• **Cosa fare**:
• 1. Le affermazioni (a), (b) e (c) concordano con il brano sul memorandum di Summers? Per ciascuna rispondi sì o no e cita alla lettera le parole del brano che lo stabiliscono.
(a) Summers redasse il memorandum nel dicembre del 1991, mentre era alla Banca Mondiale.
(b) Il memorandum indica almeno cinque motivi per trasferire le industrie inquinanti verso i Paesi meno sviluppati.
(c) Summers mette a confronto i Paesi poco densamente popolati dell'Africa con metropoli come Los Angeles o Mexico City.
• 2. Come si legge la parte del brano sul memorandum di Summers tra "Ma, aldilà dell’immaginario, qual" e "assume enorme importanza.", inclusi, se sostituisci "enorme" con "notevole"?

• **Estratto del documento**:
● ● ● ● ●
Ma, aldilà dell’immaginario, qual è la reale entità del cambiamento? Proprio su questo, ciò che pensa un uomo come Lawrence Summers assume enorme importanza.
Nel dicembre del 1991, quando era alla Banca Mondiale, Summers stilò un memorandum confidenziale in cui si parlava di globalizzazione, inquinamento, ed Africa. Insomma, malgrado siano trascorsi 17 anni, sono temi di grandissima attualità. Ecco cosa pensava Summers:

"Vi sono almeno tre validi motivi per cui la Banca Mondiale dovrebbe incoraggiare un più intenso trasferimento delle industrie inquinanti verso i Paesi meno sviluppati:
L’entità dei costi sull’inquinamento, dannoso per la salute, è in relazione ai guadagni governativi in caso di aumento delle patologie e della mortalità. In questa ottica, una certa quantità di inquinamento dovrebbe venire prodotta nei Paesi con i costi minori, ovvero nei Paesi con i salari più bassi. Credo che la logica economica a sostegno dello smaltimento dei rifiuti tossici nei Paesi più poveri sia impeccabile e che noi dobbiamo accettarla. […] Ho sempre pensato che i Paesi poco densamente popolati dell’Africa siano decisamente sotto-inquinati, paragonati a metropoli come Los Angeles o Mexico City. Solo il deplorevole fatto che la maggior parte dell’inquinamento sia generato da industrie nazionali e quindi non trasferibili (trasporti, produzione di elettricità, ecc.) e che le spese per il trasporto dei rifiuti solidi siano così alte, impedisce alle società mondiali di intensificare il "trasferimento" dell’inquinamento dell’aria e dei rifiuti.
● ● ● ● ●
(Dati delle maschere di segmentazione)
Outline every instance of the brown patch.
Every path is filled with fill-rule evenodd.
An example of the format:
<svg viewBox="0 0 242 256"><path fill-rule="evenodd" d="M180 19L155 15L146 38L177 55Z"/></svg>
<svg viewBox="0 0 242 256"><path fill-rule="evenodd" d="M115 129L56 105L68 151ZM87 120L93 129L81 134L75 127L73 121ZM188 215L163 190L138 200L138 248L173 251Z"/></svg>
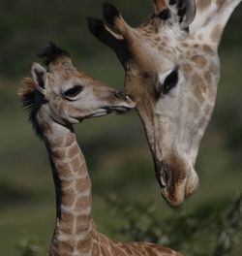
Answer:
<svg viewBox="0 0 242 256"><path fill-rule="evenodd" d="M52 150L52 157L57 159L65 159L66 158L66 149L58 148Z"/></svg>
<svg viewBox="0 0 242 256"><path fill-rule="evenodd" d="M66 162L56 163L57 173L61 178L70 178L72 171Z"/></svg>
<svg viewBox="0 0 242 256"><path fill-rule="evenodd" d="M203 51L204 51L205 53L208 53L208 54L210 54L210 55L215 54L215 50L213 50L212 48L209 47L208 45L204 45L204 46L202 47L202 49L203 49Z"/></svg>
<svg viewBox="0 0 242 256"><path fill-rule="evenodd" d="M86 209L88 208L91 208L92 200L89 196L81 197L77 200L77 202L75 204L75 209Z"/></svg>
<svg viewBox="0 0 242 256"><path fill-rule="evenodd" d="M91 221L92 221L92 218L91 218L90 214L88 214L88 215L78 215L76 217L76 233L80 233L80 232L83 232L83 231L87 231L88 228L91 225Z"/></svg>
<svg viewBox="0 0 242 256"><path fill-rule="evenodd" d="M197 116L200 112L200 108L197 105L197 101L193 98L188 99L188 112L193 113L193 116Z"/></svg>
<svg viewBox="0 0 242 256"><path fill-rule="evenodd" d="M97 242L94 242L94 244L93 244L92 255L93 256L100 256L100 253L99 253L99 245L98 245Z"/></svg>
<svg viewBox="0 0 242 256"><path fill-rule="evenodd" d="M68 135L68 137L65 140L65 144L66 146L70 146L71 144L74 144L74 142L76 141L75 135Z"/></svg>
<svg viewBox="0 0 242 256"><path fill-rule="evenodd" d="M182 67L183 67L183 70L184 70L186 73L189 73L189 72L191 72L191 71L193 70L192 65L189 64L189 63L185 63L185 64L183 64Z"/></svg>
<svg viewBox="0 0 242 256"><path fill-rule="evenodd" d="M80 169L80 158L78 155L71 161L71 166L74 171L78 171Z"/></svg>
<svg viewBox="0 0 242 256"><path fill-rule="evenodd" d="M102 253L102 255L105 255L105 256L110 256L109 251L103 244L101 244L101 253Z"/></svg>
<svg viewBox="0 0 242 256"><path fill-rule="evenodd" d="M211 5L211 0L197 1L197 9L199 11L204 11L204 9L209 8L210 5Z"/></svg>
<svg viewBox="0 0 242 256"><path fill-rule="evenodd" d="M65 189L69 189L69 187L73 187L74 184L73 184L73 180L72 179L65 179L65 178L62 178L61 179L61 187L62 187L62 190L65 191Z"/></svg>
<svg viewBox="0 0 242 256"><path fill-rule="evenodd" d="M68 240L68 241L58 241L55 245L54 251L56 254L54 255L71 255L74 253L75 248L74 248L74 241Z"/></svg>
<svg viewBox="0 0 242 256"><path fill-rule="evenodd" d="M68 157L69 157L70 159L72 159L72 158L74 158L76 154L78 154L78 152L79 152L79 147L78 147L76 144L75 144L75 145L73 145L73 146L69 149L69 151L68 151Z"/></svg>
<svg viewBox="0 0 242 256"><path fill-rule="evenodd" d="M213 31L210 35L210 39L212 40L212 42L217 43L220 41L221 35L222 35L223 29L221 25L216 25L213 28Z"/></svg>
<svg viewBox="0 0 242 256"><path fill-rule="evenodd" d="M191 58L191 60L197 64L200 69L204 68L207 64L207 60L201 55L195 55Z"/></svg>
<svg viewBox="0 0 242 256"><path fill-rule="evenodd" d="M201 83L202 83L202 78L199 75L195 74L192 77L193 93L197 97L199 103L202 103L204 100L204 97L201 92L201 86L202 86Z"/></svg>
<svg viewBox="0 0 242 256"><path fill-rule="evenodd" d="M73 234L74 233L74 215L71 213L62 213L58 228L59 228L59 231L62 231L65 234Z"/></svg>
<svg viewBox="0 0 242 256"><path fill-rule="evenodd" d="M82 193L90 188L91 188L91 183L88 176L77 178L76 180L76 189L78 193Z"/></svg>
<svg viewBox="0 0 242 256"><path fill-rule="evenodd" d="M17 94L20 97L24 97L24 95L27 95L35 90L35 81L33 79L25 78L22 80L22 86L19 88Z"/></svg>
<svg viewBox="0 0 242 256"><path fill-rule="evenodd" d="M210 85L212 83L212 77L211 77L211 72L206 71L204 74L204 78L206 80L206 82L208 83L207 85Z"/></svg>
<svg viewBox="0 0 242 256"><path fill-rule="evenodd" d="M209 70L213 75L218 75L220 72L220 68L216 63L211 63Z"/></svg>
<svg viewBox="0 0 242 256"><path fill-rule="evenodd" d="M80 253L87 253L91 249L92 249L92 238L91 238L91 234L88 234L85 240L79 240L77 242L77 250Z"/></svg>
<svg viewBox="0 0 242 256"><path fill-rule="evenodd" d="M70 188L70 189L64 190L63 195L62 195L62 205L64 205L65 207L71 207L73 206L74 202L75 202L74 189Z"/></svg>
● ● ● ● ●
• **Risultati per compito**:
• 1.
(a) Sì: "Nel dicembre del 1991, quando era alla Banca Mondiale, Summers stilò un memorandum confidenziale".
(b) No: "Vi sono almeno tre validi motivi".
(c) Sì: "i Paesi poco densamente popolati dell’Africa siano decisamente sotto-inquinati, paragonati a metropoli come Los Angeles o Mexico City".

• 2.
Ma, aldilà dell’immaginario, qual è la reale entità del cambiamento? Proprio su questo, ciò che pensa un uomo come Lawrence Summers assume notevole importanza.